— Collection entries —
- - -
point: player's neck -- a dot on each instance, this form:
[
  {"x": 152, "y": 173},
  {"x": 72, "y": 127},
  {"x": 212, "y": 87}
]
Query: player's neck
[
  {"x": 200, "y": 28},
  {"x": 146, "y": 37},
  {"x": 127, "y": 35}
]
- - -
— What you have to do —
Repeat every entry exactly, leaving nothing out.

— Solved problem —
point: player's neck -- a dot on each instance, this form:
[
  {"x": 152, "y": 173},
  {"x": 72, "y": 127},
  {"x": 212, "y": 87}
]
Query: player's neck
[
  {"x": 200, "y": 28},
  {"x": 146, "y": 37},
  {"x": 127, "y": 35}
]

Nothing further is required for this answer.